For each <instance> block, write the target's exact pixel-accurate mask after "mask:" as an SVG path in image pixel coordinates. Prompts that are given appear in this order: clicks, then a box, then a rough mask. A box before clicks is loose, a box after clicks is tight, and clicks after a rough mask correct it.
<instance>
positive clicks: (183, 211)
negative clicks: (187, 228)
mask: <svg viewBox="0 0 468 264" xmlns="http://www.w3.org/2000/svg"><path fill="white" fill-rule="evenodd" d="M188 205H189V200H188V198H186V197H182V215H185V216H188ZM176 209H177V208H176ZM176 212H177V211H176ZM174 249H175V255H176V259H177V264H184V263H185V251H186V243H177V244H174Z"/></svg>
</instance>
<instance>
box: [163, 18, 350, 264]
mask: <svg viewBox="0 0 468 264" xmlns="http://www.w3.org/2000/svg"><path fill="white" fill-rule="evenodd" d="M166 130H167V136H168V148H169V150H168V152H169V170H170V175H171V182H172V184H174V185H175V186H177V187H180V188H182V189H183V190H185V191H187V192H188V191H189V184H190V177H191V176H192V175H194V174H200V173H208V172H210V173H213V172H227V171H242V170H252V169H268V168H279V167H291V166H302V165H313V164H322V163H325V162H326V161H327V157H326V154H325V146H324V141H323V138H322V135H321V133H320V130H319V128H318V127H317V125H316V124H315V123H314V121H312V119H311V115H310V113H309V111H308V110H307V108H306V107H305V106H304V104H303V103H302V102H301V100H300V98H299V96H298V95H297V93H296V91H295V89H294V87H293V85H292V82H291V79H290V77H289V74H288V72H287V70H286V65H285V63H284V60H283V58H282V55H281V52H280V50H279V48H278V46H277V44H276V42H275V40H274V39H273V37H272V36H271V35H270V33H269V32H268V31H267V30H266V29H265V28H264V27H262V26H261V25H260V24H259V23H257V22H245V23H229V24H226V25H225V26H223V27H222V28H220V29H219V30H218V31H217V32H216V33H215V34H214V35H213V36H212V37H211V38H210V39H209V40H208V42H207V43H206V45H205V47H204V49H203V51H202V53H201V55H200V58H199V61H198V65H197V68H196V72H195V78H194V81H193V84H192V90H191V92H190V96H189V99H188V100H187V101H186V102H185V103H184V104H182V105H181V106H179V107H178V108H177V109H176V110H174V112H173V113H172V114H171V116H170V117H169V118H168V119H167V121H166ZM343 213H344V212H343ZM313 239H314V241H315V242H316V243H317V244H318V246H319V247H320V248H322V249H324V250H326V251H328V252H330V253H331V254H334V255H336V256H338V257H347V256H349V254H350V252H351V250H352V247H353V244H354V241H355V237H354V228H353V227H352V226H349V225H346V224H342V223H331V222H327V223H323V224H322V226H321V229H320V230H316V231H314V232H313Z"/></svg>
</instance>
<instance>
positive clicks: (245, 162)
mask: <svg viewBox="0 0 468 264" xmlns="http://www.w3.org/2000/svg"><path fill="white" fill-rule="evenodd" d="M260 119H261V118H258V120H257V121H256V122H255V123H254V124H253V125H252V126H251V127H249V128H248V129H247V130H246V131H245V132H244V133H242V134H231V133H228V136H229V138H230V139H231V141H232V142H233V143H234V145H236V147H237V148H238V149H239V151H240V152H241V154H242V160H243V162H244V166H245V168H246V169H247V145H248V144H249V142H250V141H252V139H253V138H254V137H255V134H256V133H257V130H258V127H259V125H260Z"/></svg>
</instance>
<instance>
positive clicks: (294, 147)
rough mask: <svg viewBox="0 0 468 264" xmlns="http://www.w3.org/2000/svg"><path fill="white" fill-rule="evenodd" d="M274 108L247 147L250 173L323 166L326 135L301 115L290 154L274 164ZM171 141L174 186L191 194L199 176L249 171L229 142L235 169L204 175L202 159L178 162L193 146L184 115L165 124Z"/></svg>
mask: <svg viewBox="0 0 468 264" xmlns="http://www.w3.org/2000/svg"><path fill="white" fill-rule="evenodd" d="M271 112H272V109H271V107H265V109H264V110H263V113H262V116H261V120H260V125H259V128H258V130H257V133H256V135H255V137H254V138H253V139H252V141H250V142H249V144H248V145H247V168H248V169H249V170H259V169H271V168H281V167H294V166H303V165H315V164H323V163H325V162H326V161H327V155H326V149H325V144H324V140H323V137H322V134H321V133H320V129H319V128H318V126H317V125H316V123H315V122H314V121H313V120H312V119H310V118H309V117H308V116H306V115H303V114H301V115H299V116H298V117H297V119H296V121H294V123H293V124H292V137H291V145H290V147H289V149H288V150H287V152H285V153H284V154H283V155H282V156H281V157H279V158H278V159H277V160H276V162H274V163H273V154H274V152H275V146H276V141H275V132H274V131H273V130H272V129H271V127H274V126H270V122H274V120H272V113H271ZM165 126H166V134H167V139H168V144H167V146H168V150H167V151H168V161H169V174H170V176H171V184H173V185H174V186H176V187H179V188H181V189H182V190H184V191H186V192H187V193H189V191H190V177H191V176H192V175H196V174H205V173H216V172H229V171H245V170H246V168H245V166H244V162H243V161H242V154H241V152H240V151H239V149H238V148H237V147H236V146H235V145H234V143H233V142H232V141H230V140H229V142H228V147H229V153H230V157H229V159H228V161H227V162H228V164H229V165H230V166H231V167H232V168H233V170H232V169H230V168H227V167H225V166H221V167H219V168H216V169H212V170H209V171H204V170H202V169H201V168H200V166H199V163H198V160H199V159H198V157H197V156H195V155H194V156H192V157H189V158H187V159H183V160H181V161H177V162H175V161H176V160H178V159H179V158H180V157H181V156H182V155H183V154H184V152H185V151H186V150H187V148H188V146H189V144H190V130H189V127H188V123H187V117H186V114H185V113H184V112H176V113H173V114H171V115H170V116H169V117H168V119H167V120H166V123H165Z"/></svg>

> TASK REQUIREMENTS: All the data above is to be given again, exactly.

> EXERCISE RESULT:
For each <instance> block, write the target's exact pixel-accurate mask after "mask:" as an SVG path in image pixel coordinates. Prompts that are given appear in this order: clicks, then a box, then a rough mask. A box before clicks is loose, a box after clicks is tight, and clicks after a rough mask correct it.
<instance>
positive clicks: (183, 211)
negative clicks: (187, 228)
mask: <svg viewBox="0 0 468 264" xmlns="http://www.w3.org/2000/svg"><path fill="white" fill-rule="evenodd" d="M188 205H189V200H188V198H186V197H182V215H185V216H188ZM176 209H177V208H176ZM176 212H177V211H176ZM174 249H175V255H176V259H177V264H184V263H185V251H186V243H177V244H174Z"/></svg>
</instance>
<instance>
box: [163, 18, 350, 264]
mask: <svg viewBox="0 0 468 264" xmlns="http://www.w3.org/2000/svg"><path fill="white" fill-rule="evenodd" d="M166 130H167V136H168V148H169V150H168V152H169V170H170V175H171V182H172V184H174V185H175V186H177V187H180V188H182V189H183V190H185V191H187V192H188V191H189V184H190V177H191V176H192V175H194V174H200V173H208V172H210V173H213V172H227V171H242V170H252V169H268V168H279V167H291V166H302V165H313V164H322V163H325V162H326V161H327V157H326V154H325V146H324V141H323V138H322V135H321V133H320V130H319V128H318V127H317V125H316V124H315V123H314V121H312V119H311V115H310V113H309V111H308V110H307V108H306V107H305V106H304V104H303V103H302V102H301V100H300V98H299V96H298V95H297V93H296V91H295V89H294V87H293V85H292V82H291V79H290V77H289V74H288V72H287V70H286V65H285V63H284V60H283V58H282V55H281V52H280V50H279V48H278V46H277V44H276V42H275V40H274V39H273V37H272V36H271V35H270V33H269V32H268V31H267V30H266V29H265V28H264V27H262V26H261V25H260V24H259V23H257V22H245V23H229V24H226V25H225V26H223V27H222V28H220V29H219V30H218V31H217V32H216V33H215V34H214V35H213V36H212V37H211V38H210V39H209V40H208V42H207V43H206V45H205V47H204V49H203V51H202V53H201V55H200V58H199V61H198V65H197V68H196V72H195V78H194V81H193V84H192V90H191V92H190V96H189V99H188V100H187V101H186V102H185V103H184V104H182V105H181V106H179V107H178V108H177V109H176V110H174V112H173V113H172V114H171V116H170V117H169V118H168V119H167V121H166ZM343 213H344V212H343ZM313 239H314V241H315V242H316V243H317V244H318V246H319V247H320V248H322V249H324V250H326V251H328V252H330V253H331V254H334V255H336V256H338V257H347V256H349V254H350V252H351V250H352V247H353V244H354V241H355V237H354V228H353V227H352V226H349V225H346V224H342V223H331V222H327V223H323V224H322V226H321V229H320V230H316V231H314V232H313Z"/></svg>
</instance>
<instance>
positive clicks: (245, 162)
mask: <svg viewBox="0 0 468 264" xmlns="http://www.w3.org/2000/svg"><path fill="white" fill-rule="evenodd" d="M260 119H261V118H258V120H257V121H256V122H255V123H254V124H253V125H252V126H251V127H249V128H248V129H247V130H246V131H245V132H244V133H242V134H231V133H228V136H229V138H230V139H231V141H232V142H233V143H234V145H236V147H237V148H238V149H239V151H240V152H241V154H242V160H243V162H244V166H245V168H246V169H247V145H248V144H249V142H250V141H252V139H253V138H254V137H255V134H256V133H257V130H258V127H259V125H260Z"/></svg>
</instance>
<instance>
positive clicks: (294, 147)
rough mask: <svg viewBox="0 0 468 264" xmlns="http://www.w3.org/2000/svg"><path fill="white" fill-rule="evenodd" d="M274 108L247 147L250 173L323 166L326 135L301 115L290 154L274 164ZM171 141L174 186L191 194L199 176L249 171L229 142L235 169L204 175L202 159L178 162L193 146L184 115L165 124Z"/></svg>
mask: <svg viewBox="0 0 468 264" xmlns="http://www.w3.org/2000/svg"><path fill="white" fill-rule="evenodd" d="M271 112H272V109H271V107H265V109H264V110H263V113H262V116H261V120H260V125H259V128H258V130H257V133H256V135H255V137H254V138H253V139H252V141H250V142H249V144H248V145H247V168H248V169H249V170H259V169H271V168H281V167H294V166H303V165H315V164H323V163H325V162H326V161H327V155H326V149H325V144H324V140H323V137H322V134H321V133H320V129H319V128H318V126H317V125H316V123H315V122H314V121H313V120H312V119H310V118H309V117H308V116H306V115H303V114H301V115H299V116H298V117H297V119H296V121H294V123H293V124H292V137H291V145H290V147H289V149H288V150H287V152H285V153H284V154H283V155H282V156H281V157H279V158H278V159H277V160H276V162H274V163H273V154H274V152H275V146H276V141H275V132H274V131H273V130H272V129H271V127H274V126H270V122H274V120H272V113H271ZM165 126H166V134H167V139H168V144H167V146H168V150H167V151H168V161H169V174H170V176H171V184H173V185H174V186H176V187H179V188H181V189H182V190H184V191H186V192H187V193H189V191H190V177H191V176H192V175H196V174H205V173H216V172H229V171H245V170H246V168H245V166H244V162H243V161H242V154H241V152H240V151H239V149H238V148H237V147H236V146H235V145H234V143H233V142H232V141H230V140H229V142H228V147H229V153H230V157H229V159H228V161H227V162H228V164H229V165H230V166H231V167H232V168H233V170H232V169H230V168H227V167H225V166H221V167H219V168H216V169H212V170H209V171H204V170H202V169H201V168H200V166H199V163H198V160H199V159H198V157H197V156H195V155H194V156H192V157H189V158H187V159H183V160H181V161H177V162H175V161H176V160H178V159H179V158H180V157H181V156H182V155H183V154H184V152H185V151H186V150H187V148H188V146H189V144H190V130H189V127H188V123H187V117H186V114H185V113H184V112H176V113H173V114H171V115H170V116H169V117H168V119H167V120H166V123H165Z"/></svg>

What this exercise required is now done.